*WORK TO COMPLETE*:
Your answer should be the exact lines of the data below from the one containing "box: [139, 150, 245, 173]" through the one containing "negative clicks: (268, 161) (230, 131)"; please include nothing else.

(Extracted records)
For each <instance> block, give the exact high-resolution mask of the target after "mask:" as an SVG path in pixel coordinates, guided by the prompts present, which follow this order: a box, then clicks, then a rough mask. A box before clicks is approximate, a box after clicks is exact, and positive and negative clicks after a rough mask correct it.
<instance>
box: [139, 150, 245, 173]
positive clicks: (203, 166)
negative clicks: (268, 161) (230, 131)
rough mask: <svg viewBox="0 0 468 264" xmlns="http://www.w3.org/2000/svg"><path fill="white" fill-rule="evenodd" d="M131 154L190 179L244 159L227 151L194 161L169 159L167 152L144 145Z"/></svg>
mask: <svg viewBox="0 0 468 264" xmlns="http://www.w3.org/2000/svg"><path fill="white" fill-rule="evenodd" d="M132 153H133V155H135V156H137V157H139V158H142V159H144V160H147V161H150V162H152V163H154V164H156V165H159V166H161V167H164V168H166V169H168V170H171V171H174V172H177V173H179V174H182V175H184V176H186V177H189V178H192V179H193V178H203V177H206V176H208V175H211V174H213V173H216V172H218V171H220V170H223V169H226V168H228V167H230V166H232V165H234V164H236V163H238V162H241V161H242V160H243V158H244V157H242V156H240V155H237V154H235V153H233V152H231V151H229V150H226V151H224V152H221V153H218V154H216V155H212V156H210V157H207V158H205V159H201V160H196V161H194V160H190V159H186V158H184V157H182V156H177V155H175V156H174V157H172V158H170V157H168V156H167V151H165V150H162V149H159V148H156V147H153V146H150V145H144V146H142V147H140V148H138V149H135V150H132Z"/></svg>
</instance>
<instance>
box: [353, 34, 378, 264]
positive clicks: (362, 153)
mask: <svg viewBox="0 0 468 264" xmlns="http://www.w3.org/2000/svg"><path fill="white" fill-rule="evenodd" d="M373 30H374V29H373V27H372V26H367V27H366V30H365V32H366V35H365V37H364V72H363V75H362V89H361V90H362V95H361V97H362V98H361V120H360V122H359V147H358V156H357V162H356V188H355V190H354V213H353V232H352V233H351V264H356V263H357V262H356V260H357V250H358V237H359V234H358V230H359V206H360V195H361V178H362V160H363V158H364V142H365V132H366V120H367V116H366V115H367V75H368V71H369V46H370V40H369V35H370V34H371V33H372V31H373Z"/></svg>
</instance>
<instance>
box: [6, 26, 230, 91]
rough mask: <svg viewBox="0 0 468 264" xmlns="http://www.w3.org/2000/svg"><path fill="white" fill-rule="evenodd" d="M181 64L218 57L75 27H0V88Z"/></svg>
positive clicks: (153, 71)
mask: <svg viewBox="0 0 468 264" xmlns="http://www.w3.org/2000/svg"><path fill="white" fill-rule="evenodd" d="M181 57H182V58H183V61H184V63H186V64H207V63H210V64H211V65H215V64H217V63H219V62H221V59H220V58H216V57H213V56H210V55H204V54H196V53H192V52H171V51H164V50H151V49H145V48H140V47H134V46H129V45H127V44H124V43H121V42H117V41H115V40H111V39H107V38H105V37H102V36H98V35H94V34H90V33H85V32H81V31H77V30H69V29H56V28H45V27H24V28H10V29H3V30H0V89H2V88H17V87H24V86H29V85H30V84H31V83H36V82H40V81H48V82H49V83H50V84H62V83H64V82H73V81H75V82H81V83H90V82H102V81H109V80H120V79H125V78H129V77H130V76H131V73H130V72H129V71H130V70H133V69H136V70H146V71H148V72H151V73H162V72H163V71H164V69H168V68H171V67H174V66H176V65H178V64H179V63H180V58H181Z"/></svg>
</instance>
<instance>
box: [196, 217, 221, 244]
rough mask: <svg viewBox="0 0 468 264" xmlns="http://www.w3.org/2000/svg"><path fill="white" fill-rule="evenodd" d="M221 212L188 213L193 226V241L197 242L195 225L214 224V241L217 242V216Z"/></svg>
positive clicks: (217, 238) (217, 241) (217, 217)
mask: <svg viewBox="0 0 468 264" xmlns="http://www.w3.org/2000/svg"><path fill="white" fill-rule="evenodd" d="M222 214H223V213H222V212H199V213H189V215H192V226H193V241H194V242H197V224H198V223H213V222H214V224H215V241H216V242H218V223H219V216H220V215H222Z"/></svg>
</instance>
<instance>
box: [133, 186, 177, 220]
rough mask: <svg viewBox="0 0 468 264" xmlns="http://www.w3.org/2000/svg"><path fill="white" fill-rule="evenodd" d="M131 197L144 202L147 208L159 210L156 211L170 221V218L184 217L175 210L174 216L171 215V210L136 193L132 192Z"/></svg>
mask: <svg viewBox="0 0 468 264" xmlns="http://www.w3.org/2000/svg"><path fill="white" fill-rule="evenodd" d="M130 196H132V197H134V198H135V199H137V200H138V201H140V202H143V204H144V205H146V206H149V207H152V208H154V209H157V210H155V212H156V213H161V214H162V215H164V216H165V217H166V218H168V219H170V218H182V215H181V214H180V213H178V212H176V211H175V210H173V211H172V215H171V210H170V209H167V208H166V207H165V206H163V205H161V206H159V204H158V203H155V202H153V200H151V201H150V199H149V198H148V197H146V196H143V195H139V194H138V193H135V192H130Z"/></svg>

*FINISHED TASK*:
box: [139, 150, 245, 173]
positive clicks: (203, 166)
negative clicks: (268, 161) (230, 131)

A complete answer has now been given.